Below are the records to retype. Keep every character exactly and leave out the pictures.
Entries supplied section start
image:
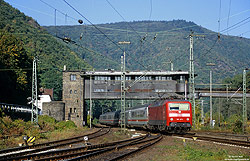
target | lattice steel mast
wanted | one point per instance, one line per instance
(244, 101)
(34, 113)
(123, 88)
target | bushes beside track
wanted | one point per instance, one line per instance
(12, 131)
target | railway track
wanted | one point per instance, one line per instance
(236, 142)
(120, 151)
(108, 151)
(20, 152)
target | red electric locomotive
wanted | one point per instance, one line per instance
(170, 116)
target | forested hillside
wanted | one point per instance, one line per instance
(21, 39)
(154, 43)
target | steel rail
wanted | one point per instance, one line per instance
(22, 154)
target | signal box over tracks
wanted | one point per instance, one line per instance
(79, 86)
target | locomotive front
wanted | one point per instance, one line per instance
(179, 116)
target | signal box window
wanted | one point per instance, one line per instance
(72, 77)
(179, 106)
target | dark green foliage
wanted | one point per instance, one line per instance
(230, 54)
(28, 39)
(15, 75)
(65, 125)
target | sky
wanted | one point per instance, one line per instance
(215, 15)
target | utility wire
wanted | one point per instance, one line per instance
(58, 10)
(93, 24)
(235, 24)
(123, 18)
(239, 25)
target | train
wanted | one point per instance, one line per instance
(171, 116)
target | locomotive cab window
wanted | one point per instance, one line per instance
(179, 106)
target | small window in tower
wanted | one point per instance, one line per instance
(72, 77)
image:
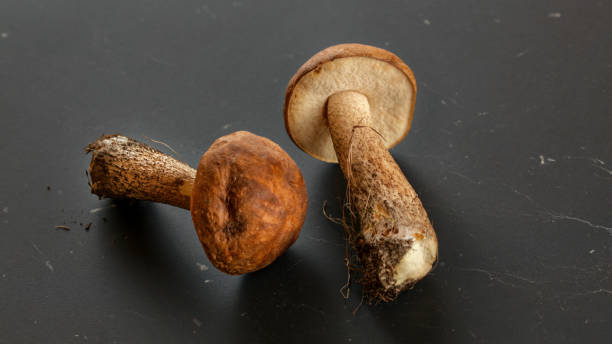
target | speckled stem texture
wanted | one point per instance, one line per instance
(123, 168)
(388, 210)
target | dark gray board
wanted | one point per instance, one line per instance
(510, 151)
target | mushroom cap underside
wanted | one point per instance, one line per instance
(381, 76)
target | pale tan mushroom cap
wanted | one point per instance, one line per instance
(380, 75)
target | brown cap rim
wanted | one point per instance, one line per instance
(348, 50)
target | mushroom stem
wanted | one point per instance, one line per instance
(396, 243)
(123, 168)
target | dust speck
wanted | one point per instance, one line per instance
(48, 264)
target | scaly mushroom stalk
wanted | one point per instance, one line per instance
(247, 198)
(123, 168)
(393, 222)
(349, 103)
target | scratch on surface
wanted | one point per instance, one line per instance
(494, 276)
(160, 61)
(473, 181)
(604, 169)
(140, 315)
(323, 241)
(201, 266)
(577, 219)
(303, 305)
(595, 162)
(544, 160)
(95, 210)
(593, 292)
(522, 53)
(37, 249)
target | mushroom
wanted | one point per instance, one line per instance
(247, 198)
(349, 104)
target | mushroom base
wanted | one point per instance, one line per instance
(396, 243)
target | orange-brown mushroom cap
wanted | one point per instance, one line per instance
(248, 202)
(388, 83)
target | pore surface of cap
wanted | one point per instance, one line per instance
(380, 75)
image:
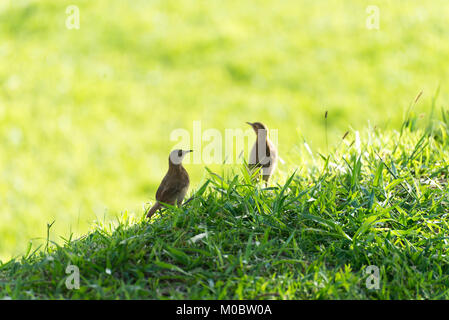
Entries supplied section end
Output:
image:
target | lattice steel mast
wanted | one point per instance, one line per instance
(244, 101)
(34, 113)
(123, 88)
target | bushes beside track
wanted | one point per instance, one line per instance
(12, 131)
target | railway track
wanted | one point per instance, one line per instance
(236, 142)
(120, 151)
(108, 151)
(20, 152)
target | red electric locomotive
wanted | one point per instance, one line per instance
(170, 116)
target | forested hillside
wanted | one point per instance, one line per instance
(21, 39)
(154, 43)
target | steel rail
wanted | one point per instance, one line per instance
(22, 154)
target | signal box over tracks
wanted | one point per instance, one line per instance
(79, 86)
target | locomotive front
wanted | one point per instance, one line per instance
(179, 116)
target | signal box window
wanted | one point per instance, one line per instance
(72, 77)
(179, 106)
target | dark green foliage
wanted | one point per instance, one line per instance
(230, 54)
(28, 39)
(15, 75)
(65, 125)
target | sky
wanted | one point per instance, one line per instance
(215, 15)
target | utility wire
wanted | one point per instance, one line per instance
(58, 10)
(93, 24)
(235, 24)
(123, 18)
(239, 25)
target | train
wanted | one point per instance, one line per instance
(171, 116)
target | locomotive cab window
wanted | one point per instance, one line per instance
(179, 106)
target | small window in tower
wanted | one point per instance, one line per instance
(72, 77)
image:
target | speckled stem texture
wanted | one point per instance, one line per instance
(123, 168)
(388, 210)
target | dark gray board
wanted | one point per instance, one line per instance
(510, 151)
target | mushroom cap underside
wanted | one point per instance, one line per instance
(381, 76)
target | pale tan mushroom cap
wanted | one point per instance, one line per instance
(380, 75)
target | brown cap rim
wanted | one point per instance, one line per instance
(348, 50)
target | mushroom stem
wanted | one point per instance, one line per instance
(396, 243)
(123, 168)
target | dust speck
wanted | one point per instance, one line per instance
(48, 264)
target | scaly mushroom stalk
wanted | one point per instance, one line per instance
(247, 198)
(123, 168)
(393, 222)
(349, 103)
target | scratch on surface
wanted | one point per instance, one line per instance
(494, 276)
(160, 61)
(473, 181)
(604, 169)
(140, 315)
(323, 241)
(201, 266)
(577, 219)
(303, 305)
(595, 162)
(544, 160)
(95, 210)
(593, 292)
(522, 53)
(37, 249)
target | mushroom
wanted | one point per instance, one line per instance
(247, 198)
(349, 104)
target | mushroom base
wanted | one point per instance, one line per instance
(396, 243)
target | orange-brown mushroom cap
wanted | one point per instance, one line per instance
(248, 202)
(388, 83)
target | pore surface of cap
wanted | one point per instance, one line per instance
(380, 75)
image:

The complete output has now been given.